Once the pictures are set aside, transcribe the remaining data exactly.

• _Record list_
____

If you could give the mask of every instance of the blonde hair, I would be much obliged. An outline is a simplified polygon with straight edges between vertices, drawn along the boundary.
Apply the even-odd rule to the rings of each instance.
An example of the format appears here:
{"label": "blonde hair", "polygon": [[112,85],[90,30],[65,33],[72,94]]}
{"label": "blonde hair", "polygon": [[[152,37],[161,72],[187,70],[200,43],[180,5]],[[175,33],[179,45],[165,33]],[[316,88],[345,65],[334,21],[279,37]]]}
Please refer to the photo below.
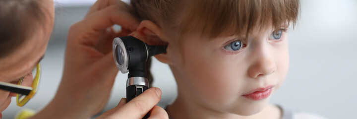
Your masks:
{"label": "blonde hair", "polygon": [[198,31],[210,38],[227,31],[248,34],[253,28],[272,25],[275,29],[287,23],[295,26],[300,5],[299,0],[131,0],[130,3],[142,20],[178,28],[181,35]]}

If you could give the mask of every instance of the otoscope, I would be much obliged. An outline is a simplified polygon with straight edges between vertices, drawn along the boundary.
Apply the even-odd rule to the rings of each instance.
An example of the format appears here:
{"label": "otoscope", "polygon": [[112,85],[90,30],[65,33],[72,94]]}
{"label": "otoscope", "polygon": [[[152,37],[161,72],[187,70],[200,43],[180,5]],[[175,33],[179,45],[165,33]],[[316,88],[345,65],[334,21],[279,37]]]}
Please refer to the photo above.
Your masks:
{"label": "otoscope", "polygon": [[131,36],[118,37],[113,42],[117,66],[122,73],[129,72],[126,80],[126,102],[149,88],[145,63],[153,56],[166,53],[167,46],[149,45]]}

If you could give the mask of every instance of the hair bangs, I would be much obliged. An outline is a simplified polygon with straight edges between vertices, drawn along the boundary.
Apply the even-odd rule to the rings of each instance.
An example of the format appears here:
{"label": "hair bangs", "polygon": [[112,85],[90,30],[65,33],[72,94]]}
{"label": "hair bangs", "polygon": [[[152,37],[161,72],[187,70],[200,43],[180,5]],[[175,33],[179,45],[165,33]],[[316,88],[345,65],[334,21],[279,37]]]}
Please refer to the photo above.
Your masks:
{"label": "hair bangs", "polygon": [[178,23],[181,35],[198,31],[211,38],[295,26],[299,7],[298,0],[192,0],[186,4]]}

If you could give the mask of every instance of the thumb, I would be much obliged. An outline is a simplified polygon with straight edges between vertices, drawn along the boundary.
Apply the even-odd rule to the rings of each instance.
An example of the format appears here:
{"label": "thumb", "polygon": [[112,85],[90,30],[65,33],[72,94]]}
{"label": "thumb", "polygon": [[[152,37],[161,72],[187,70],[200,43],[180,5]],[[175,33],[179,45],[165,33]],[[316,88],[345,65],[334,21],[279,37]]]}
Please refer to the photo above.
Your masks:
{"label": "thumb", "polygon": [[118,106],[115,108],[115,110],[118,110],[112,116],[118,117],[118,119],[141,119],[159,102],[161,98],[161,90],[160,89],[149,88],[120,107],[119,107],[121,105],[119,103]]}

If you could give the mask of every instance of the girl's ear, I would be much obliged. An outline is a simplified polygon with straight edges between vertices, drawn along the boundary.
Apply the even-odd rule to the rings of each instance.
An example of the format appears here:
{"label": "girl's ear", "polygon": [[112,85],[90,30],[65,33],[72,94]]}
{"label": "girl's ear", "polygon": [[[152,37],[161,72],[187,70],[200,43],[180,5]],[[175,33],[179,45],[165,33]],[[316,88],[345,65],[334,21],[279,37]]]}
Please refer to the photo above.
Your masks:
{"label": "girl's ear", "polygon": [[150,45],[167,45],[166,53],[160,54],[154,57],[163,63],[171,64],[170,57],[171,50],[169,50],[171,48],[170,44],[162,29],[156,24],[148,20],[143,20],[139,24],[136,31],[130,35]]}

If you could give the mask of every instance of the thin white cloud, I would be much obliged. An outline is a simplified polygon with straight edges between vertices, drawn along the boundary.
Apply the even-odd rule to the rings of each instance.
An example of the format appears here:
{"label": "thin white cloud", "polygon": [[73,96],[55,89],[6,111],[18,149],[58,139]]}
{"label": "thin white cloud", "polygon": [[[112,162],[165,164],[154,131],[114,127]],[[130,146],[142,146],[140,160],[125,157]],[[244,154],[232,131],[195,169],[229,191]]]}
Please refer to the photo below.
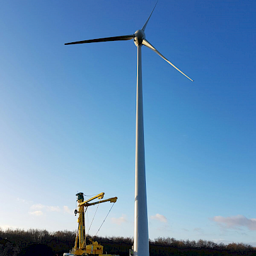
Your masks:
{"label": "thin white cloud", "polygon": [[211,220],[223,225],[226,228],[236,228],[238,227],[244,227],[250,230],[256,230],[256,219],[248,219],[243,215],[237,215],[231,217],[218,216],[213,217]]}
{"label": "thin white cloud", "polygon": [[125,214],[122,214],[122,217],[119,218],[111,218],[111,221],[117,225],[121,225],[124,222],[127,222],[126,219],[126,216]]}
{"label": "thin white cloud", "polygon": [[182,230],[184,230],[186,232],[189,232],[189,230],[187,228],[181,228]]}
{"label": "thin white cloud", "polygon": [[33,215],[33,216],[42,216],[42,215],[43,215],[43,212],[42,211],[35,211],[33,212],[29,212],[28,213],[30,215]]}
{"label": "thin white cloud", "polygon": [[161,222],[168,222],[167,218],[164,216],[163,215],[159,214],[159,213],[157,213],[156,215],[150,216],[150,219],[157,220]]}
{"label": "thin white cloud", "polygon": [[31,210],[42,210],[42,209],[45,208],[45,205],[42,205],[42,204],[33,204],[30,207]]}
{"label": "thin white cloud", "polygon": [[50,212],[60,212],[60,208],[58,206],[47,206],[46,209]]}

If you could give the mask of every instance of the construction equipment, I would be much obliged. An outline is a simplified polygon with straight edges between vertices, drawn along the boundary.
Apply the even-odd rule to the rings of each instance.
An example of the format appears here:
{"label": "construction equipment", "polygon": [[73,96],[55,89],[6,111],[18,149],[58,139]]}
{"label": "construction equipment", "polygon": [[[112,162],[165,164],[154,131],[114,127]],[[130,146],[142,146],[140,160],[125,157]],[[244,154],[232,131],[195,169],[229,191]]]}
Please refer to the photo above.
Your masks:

____

• _Final result_
If you could give the mask of every instance of the blonde hair, I would be much obliged. An outline is a simplified polygon with straight edges between vertices, drawn along the boundary.
Apply the even-odd rule to the rings of each instance.
An example of the format appears here:
{"label": "blonde hair", "polygon": [[112,85],[90,30],[65,33],[72,94]]}
{"label": "blonde hair", "polygon": [[[152,37],[161,72],[187,70],[200,43],[180,5]],[[175,33],[179,45],[165,33]],[[316,88],[345,65],[334,21],[279,37]]]}
Please refer to the photo below.
Your masks:
{"label": "blonde hair", "polygon": [[198,31],[210,38],[227,31],[248,34],[253,28],[272,25],[275,29],[287,23],[295,26],[300,5],[299,0],[131,0],[130,3],[142,20],[178,28],[181,35]]}

If you could give the mask of every instance of the otoscope, I would be much obliged. An outline is a simplified polygon with straight edges between vertices, drawn along the boundary.
Apply the even-odd rule to the rings of each instance.
An example of the format appears here:
{"label": "otoscope", "polygon": [[112,85],[90,30],[65,33],[72,94]]}
{"label": "otoscope", "polygon": [[[152,37],[161,72],[187,70],[200,43],[180,5]],[[175,33],[179,45],[165,33]],[[316,88],[345,65],[334,21],[279,37]]]}
Please refer to the photo above.
Your masks:
{"label": "otoscope", "polygon": [[131,36],[118,37],[113,42],[117,66],[122,73],[129,72],[126,80],[126,102],[149,88],[145,63],[153,56],[166,53],[167,46],[149,45]]}

If you could give the mask of every instance of the hair bangs, I would be much obliged. An outline is a simplified polygon with straight edges between vertices, drawn along the boundary.
Apply the even-odd rule to the rings of each instance.
An example of the format appears here:
{"label": "hair bangs", "polygon": [[112,85],[90,30],[65,33],[72,94]]}
{"label": "hair bangs", "polygon": [[[152,37],[161,72],[187,70],[200,43],[180,5]],[[175,33],[179,45],[165,33]],[[316,88],[345,65],[334,21],[279,37]]]}
Please refer to the photo above.
Your masks:
{"label": "hair bangs", "polygon": [[178,23],[181,35],[198,31],[211,38],[295,26],[299,7],[298,0],[192,0],[186,4]]}

If you could give the mask of every instance of the thumb, I would be much obliged. An outline is a simplified polygon with straight edges between vertices, drawn along the boundary.
Apply the even-odd rule to the rings of each instance.
An example of the format appears here:
{"label": "thumb", "polygon": [[112,85],[90,30],[65,33],[72,94]]}
{"label": "thumb", "polygon": [[[152,37],[161,72],[187,70],[200,43],[180,5]],[[175,33],[179,45],[165,33]],[[316,88],[345,65],[334,21],[279,37]]]}
Please refer to the photo above.
Your masks:
{"label": "thumb", "polygon": [[118,106],[115,108],[115,110],[118,110],[112,116],[118,117],[118,119],[141,119],[159,102],[161,98],[161,90],[160,89],[149,88],[120,107],[119,107],[121,105],[119,103]]}

If you could give the mask of every instance of the girl's ear, I would be much obliged. An outline is a simplified polygon with straight edges between vertices, drawn along the boundary.
Apply the even-odd rule to the rings of each instance.
An example of the format appears here:
{"label": "girl's ear", "polygon": [[112,85],[90,30],[65,33],[72,94]]}
{"label": "girl's ear", "polygon": [[[152,37],[161,72],[187,70],[200,43],[180,5]],[[175,33],[179,45],[165,33]],[[316,88],[345,65],[334,21],[279,37]]]}
Please refer to the photo above.
Your masks:
{"label": "girl's ear", "polygon": [[150,45],[167,45],[166,53],[160,54],[154,57],[163,63],[171,64],[170,57],[171,50],[169,50],[171,48],[170,44],[162,29],[156,24],[148,20],[143,20],[139,24],[136,31],[130,35]]}

If you could give the mask of every instance of the thin white cloud, I would be much obliged. An outline is a simplified polygon with straight edges between vertices, drawn along the boundary.
Apply the even-odd rule to the rings of each instance.
An example of the format appears here:
{"label": "thin white cloud", "polygon": [[73,96],[55,89],[6,111],[18,149],[58,139]]}
{"label": "thin white cloud", "polygon": [[[112,162],[165,164],[154,131],[114,127]],[[130,146],[142,146],[140,160],[125,157]],[[244,154],[232,131],[195,169],[229,191]]]}
Please refer to the photo below.
Your masks:
{"label": "thin white cloud", "polygon": [[211,220],[223,225],[226,228],[236,228],[238,227],[244,227],[250,230],[256,230],[256,219],[248,219],[243,215],[237,215],[231,217],[218,216],[213,217]]}
{"label": "thin white cloud", "polygon": [[125,214],[122,214],[122,217],[119,218],[111,218],[111,221],[117,225],[121,225],[124,222],[127,222],[126,219],[126,216]]}
{"label": "thin white cloud", "polygon": [[182,230],[184,230],[186,232],[189,232],[189,230],[187,228],[181,228]]}
{"label": "thin white cloud", "polygon": [[33,215],[33,216],[42,216],[42,215],[43,215],[43,212],[42,211],[35,211],[33,212],[29,212],[28,213],[30,215]]}
{"label": "thin white cloud", "polygon": [[161,222],[168,222],[167,218],[164,216],[163,215],[159,214],[159,213],[157,213],[156,215],[150,216],[150,219],[157,220]]}
{"label": "thin white cloud", "polygon": [[31,210],[42,210],[42,209],[45,208],[45,205],[42,205],[42,204],[33,204],[30,207]]}
{"label": "thin white cloud", "polygon": [[50,212],[60,212],[60,208],[58,206],[47,206],[46,209]]}

If you could give the mask of every instance of the construction equipment, I would be much obliged. An outline is a simplified polygon with straight edges between vertices, drawn along the boundary.
Apply the even-odd rule to the rings of each instance.
An example of the format appears here:
{"label": "construction equipment", "polygon": [[73,96],[55,89],[6,111],[18,149],[58,139]]}
{"label": "construction equipment", "polygon": [[[112,162],[165,164],[154,131],[114,127]],[[130,146],[142,146],[140,160],[125,157]],[[244,154],[232,131],[195,169],[229,191]]]}
Please refer to the photo above.
Your masks:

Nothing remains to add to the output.